▶ ASSIGNED TASK: For every line in the material, print that line exactly.
** Opening SUPPLIED ENTRIES block **
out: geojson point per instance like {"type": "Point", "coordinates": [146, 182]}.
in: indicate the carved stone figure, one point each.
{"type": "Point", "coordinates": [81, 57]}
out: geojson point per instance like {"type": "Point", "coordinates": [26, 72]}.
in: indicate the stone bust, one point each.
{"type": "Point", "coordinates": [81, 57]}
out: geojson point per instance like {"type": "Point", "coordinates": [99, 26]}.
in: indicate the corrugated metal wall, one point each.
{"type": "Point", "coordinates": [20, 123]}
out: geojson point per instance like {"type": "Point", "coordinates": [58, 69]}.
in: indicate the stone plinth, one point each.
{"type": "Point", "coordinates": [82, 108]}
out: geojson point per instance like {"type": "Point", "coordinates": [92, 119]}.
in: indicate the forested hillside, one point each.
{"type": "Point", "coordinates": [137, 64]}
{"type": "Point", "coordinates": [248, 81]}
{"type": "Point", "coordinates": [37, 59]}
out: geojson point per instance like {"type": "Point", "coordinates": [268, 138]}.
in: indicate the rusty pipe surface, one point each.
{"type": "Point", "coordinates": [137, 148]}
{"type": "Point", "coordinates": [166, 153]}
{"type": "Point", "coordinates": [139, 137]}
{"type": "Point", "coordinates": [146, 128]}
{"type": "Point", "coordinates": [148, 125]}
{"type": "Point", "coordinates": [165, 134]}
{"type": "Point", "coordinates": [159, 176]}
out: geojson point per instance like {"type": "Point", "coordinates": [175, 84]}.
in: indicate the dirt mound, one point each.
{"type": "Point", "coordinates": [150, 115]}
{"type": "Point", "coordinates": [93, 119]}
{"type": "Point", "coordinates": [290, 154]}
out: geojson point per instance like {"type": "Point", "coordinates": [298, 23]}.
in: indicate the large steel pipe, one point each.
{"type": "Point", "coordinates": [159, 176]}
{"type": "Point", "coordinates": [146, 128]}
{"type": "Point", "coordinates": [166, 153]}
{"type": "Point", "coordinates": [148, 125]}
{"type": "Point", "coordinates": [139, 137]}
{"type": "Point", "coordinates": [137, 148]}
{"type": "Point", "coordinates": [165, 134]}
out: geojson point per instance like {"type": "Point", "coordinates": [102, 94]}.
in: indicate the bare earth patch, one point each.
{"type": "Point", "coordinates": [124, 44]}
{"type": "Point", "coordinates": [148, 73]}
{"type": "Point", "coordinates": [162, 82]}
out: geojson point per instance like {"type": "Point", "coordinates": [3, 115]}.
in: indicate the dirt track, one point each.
** Closing SUPPLIED ENTRIES block **
▶ WORKED SOLUTION:
out: geojson point per instance like {"type": "Point", "coordinates": [146, 182]}.
in: indicate the carved stone figure, one point each.
{"type": "Point", "coordinates": [81, 57]}
out: geojson point per instance like {"type": "Point", "coordinates": [26, 72]}.
in: indicate the stone bust, one point each.
{"type": "Point", "coordinates": [81, 57]}
out: geojson point per instance like {"type": "Point", "coordinates": [99, 26]}.
in: indicate the corrugated metal wall, one point each.
{"type": "Point", "coordinates": [20, 123]}
out: geojson point per instance like {"type": "Point", "coordinates": [58, 69]}.
in: indicate the stone plinth, one point each.
{"type": "Point", "coordinates": [82, 108]}
out: geojson point per instance like {"type": "Point", "coordinates": [92, 119]}.
in: indicate the forested hillside, one point each.
{"type": "Point", "coordinates": [137, 64]}
{"type": "Point", "coordinates": [248, 81]}
{"type": "Point", "coordinates": [37, 59]}
out: geojson point per instance like {"type": "Point", "coordinates": [268, 138]}.
in: indicate the rusty pipe surface, one point each.
{"type": "Point", "coordinates": [137, 148]}
{"type": "Point", "coordinates": [166, 153]}
{"type": "Point", "coordinates": [139, 137]}
{"type": "Point", "coordinates": [146, 128]}
{"type": "Point", "coordinates": [148, 125]}
{"type": "Point", "coordinates": [165, 134]}
{"type": "Point", "coordinates": [159, 176]}
out: geojson point per instance like {"type": "Point", "coordinates": [175, 84]}.
in: indicate the dirt mound, one point each.
{"type": "Point", "coordinates": [150, 115]}
{"type": "Point", "coordinates": [93, 119]}
{"type": "Point", "coordinates": [290, 154]}
out: geojson point per instance like {"type": "Point", "coordinates": [298, 23]}.
in: indicate the large steel pipe, one point each.
{"type": "Point", "coordinates": [159, 176]}
{"type": "Point", "coordinates": [146, 128]}
{"type": "Point", "coordinates": [166, 153]}
{"type": "Point", "coordinates": [148, 125]}
{"type": "Point", "coordinates": [139, 137]}
{"type": "Point", "coordinates": [137, 148]}
{"type": "Point", "coordinates": [165, 134]}
out: geojson point per instance like {"type": "Point", "coordinates": [102, 94]}.
in: indicate the bare earth patch, one point each.
{"type": "Point", "coordinates": [124, 44]}
{"type": "Point", "coordinates": [148, 73]}
{"type": "Point", "coordinates": [162, 82]}
out: geojson point per instance like {"type": "Point", "coordinates": [3, 115]}.
in: indicate the dirt track, one point each.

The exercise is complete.